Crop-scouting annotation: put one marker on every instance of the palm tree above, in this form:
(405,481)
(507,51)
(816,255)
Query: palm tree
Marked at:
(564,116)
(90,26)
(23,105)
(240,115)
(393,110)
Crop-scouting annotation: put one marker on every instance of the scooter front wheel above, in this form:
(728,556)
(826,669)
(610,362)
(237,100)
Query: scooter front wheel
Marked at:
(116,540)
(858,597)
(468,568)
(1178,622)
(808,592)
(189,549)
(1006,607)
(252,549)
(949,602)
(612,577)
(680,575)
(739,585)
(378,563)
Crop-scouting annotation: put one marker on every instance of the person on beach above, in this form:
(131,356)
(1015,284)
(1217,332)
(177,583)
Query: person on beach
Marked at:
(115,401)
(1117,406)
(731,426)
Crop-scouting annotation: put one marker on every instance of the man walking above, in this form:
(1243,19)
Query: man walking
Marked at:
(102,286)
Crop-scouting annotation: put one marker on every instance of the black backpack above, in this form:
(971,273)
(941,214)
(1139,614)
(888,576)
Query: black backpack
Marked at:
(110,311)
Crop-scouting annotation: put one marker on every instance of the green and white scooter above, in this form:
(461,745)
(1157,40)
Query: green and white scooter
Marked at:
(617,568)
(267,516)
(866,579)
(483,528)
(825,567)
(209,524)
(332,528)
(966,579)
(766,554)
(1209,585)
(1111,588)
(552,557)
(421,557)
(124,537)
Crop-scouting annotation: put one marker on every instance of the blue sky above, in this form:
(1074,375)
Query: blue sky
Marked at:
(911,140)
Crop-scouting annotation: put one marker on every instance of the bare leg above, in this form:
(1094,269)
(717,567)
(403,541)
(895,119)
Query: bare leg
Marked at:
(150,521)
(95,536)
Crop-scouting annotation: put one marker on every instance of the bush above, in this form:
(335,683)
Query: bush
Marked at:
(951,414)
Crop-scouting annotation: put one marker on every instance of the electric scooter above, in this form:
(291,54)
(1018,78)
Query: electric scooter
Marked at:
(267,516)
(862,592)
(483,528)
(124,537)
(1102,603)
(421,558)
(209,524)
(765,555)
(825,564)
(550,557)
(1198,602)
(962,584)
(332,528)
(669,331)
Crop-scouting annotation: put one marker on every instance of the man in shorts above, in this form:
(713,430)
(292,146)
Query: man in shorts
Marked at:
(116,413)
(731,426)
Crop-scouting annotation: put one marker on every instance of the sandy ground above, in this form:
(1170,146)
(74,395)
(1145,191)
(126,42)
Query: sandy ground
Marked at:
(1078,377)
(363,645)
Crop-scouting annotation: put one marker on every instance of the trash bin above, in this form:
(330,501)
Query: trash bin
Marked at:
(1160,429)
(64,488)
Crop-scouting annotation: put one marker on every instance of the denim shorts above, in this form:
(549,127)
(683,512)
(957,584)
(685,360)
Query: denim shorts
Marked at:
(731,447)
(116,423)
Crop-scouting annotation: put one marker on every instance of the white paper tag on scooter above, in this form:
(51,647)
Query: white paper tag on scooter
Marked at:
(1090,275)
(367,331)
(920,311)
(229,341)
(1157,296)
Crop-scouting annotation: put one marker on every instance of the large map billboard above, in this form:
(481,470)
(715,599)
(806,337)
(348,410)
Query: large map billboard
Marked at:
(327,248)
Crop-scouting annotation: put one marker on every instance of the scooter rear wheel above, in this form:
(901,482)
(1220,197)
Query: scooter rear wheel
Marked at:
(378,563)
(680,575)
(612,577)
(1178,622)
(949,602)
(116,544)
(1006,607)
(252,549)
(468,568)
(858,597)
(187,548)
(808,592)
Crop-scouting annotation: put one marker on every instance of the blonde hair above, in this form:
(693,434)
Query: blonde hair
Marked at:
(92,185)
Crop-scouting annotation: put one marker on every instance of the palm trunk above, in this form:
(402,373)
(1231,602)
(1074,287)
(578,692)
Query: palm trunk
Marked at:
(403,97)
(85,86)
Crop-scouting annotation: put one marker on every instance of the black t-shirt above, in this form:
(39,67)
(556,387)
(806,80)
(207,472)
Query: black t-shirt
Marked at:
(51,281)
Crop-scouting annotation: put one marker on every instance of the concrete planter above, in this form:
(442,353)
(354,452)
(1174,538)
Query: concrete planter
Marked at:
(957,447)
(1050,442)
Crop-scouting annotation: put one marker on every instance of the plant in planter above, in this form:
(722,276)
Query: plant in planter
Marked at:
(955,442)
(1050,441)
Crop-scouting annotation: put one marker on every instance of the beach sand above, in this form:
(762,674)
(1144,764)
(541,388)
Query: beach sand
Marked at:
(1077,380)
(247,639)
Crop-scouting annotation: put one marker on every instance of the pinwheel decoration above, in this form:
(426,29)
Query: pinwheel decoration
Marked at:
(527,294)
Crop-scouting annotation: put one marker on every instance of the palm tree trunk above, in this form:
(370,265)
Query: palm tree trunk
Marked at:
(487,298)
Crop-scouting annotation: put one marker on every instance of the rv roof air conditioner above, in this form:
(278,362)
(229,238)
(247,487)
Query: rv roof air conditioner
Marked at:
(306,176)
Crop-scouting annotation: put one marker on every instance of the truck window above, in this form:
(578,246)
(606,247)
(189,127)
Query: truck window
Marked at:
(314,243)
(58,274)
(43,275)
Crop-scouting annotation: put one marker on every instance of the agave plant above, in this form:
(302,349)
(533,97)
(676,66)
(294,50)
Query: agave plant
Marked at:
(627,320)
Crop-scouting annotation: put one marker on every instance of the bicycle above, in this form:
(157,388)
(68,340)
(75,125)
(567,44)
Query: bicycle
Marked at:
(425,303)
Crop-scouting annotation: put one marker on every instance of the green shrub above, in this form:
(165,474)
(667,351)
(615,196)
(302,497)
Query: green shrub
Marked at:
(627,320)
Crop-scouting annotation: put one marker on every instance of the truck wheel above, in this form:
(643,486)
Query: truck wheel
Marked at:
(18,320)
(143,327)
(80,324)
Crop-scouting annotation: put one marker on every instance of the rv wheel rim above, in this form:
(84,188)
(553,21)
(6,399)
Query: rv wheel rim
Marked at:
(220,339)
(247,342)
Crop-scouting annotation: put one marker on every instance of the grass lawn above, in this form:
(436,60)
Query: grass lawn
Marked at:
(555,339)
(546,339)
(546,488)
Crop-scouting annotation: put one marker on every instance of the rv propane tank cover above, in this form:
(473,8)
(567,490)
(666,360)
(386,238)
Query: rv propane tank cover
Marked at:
━━━━━━━━
## Do this
Repeat exactly, and only, the lines from the line containing "the truck window" through the last line of the records above, both included.

## Written solution
Crop-scouting annotation: put one marker on every instance of the truck window above, in this form:
(578,246)
(606,247)
(189,127)
Query: truck window
Marked at:
(314,243)
(58,274)
(43,275)
Crop-scouting annotation: put one marker on every instance of the agave plant above, in this form:
(302,349)
(533,97)
(676,66)
(294,50)
Query: agave plant
Marked at:
(627,320)
Crop-scouting annotation: put one marker on every instance of the bicycle above, in this form:
(157,388)
(68,340)
(75,125)
(567,44)
Query: bicycle
Marked at:
(425,303)
Crop-scouting annotation: put one marker on every instance of the green shrub above, in this form:
(165,474)
(667,351)
(615,196)
(302,497)
Query: green shrub
Marked at:
(627,320)
Crop-scouting annotation: put one marker on every instance of the truck wheel above, in this form:
(643,486)
Query: truck wheel
Marked at:
(18,320)
(143,327)
(80,324)
Crop-scouting annotation: put one marker on every instance of the rv wheel rim above, in this form:
(84,188)
(553,21)
(6,399)
Query: rv wheel rim
Marked at:
(220,339)
(247,342)
Crop-scouting annotation: put one marker on every instance of the grass lawn above, in this form:
(436,60)
Query: grass lawn
Marked at:
(555,339)
(546,339)
(546,488)
Crop-scouting annotation: put one marker on every instance of the rv propane tank cover above, in this form:
(473,8)
(567,490)
(666,360)
(386,238)
Query: rv propane tank cover
Marked at:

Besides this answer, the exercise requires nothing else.